Excerpts from a point labeling dataset:
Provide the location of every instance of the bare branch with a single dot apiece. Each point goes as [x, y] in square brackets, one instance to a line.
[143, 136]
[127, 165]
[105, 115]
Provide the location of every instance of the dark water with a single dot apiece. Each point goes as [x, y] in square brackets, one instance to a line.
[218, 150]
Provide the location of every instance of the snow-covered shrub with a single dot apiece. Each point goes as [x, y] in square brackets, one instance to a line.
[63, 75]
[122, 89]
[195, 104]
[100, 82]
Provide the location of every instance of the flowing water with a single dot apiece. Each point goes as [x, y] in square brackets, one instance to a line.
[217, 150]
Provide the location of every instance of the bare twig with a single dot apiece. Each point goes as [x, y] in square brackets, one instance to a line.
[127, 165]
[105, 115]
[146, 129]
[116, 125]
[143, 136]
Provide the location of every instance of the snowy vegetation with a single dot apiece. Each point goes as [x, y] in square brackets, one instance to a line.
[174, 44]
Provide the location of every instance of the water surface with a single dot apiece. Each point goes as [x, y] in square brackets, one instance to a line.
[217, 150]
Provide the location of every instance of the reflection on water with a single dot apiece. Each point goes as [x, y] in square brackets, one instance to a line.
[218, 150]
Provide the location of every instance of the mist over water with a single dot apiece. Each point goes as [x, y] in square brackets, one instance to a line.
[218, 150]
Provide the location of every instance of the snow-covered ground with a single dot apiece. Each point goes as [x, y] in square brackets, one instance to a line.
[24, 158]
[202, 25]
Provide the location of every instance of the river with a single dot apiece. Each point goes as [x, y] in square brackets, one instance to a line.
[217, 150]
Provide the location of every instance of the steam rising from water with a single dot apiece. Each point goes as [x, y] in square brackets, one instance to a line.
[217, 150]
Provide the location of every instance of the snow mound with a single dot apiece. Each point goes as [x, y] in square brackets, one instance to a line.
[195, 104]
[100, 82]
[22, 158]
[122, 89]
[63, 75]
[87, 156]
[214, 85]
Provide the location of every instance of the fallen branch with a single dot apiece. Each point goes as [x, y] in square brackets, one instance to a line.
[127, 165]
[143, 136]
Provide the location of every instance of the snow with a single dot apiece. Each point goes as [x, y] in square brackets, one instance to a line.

WRITTEN TASK: Put every line of the data above into a JSON list of strings, one string per line, with blank lines left out.

WORKED ANSWER:
[
  "Provide the location of every instance of the bare branch with a single dot apiece. Each point goes as [x, y] in square brackets, one instance to a line.",
  "[143, 136]",
  "[127, 165]",
  "[105, 115]",
  "Provide the location of every instance of the dark water with a single dot apiece. Each point goes as [x, y] in square brackets, one instance to a line.",
  "[218, 150]",
  "Provide the location of every instance of the snow-covered shrub with a single dot apiece. Each point goes as [x, y] in square brackets, one instance to a line.",
  "[63, 75]",
  "[122, 89]",
  "[195, 104]",
  "[100, 82]",
  "Provide the location of every instance of the flowing water with a single dot apiece. Each point goes as [x, y] in square brackets, one instance to a line.",
  "[217, 150]",
  "Provide the location of every instance of the bare twig with a single dot apiece. Each point goes as [x, y] in square brackets, one instance to a line.",
  "[127, 165]",
  "[105, 115]",
  "[146, 129]",
  "[116, 125]",
  "[143, 136]",
  "Provide the location of every instance of the snowy vegetation with a single dot apiece. Each point goes as [x, y] in square brackets, one instance to a line.",
  "[174, 44]",
  "Provide the location of every instance of the water surface with a single dot apiece. Each point goes as [x, y] in square brackets, one instance to a line.",
  "[217, 150]",
  "Provide the location of every instance of the reflection on water with a single dot apiece. Each point goes as [x, y] in square brackets, one instance to a line.",
  "[218, 150]",
  "Provide the location of every instance of the mist over water with a single dot apiece. Each point goes as [x, y] in square brackets, one instance to a line.",
  "[218, 150]",
  "Provide the location of every instance of the snow-covered ground with a single dot apiece. Each point goes as [x, y] in square brackets, one instance to a line.",
  "[24, 158]",
  "[202, 25]",
  "Provide the location of every instance of the river with a single dot apiece. Each point goes as [x, y] in square brackets, one instance to a line.",
  "[217, 150]",
  "Provide the location of every instance of the steam rising from water with a single dot apiece. Each point goes as [x, y] in square brackets, one instance to a line.",
  "[217, 150]",
  "Provide the location of every instance of the snow mound with a single dot apiece. Each point goes as [x, y] in square brackets, one instance to a line.",
  "[195, 104]",
  "[100, 82]",
  "[22, 158]",
  "[122, 89]",
  "[63, 75]",
  "[87, 156]",
  "[214, 85]",
  "Provide the location of every instance of the fallen branch with a single dot apiece. Each point goes as [x, y] in square brackets, one instance to a line.",
  "[127, 165]",
  "[143, 136]",
  "Provide the location of every instance of the snow with a single dot apiece. Each point goes as [x, y] in square brackets, one instance to a line."
]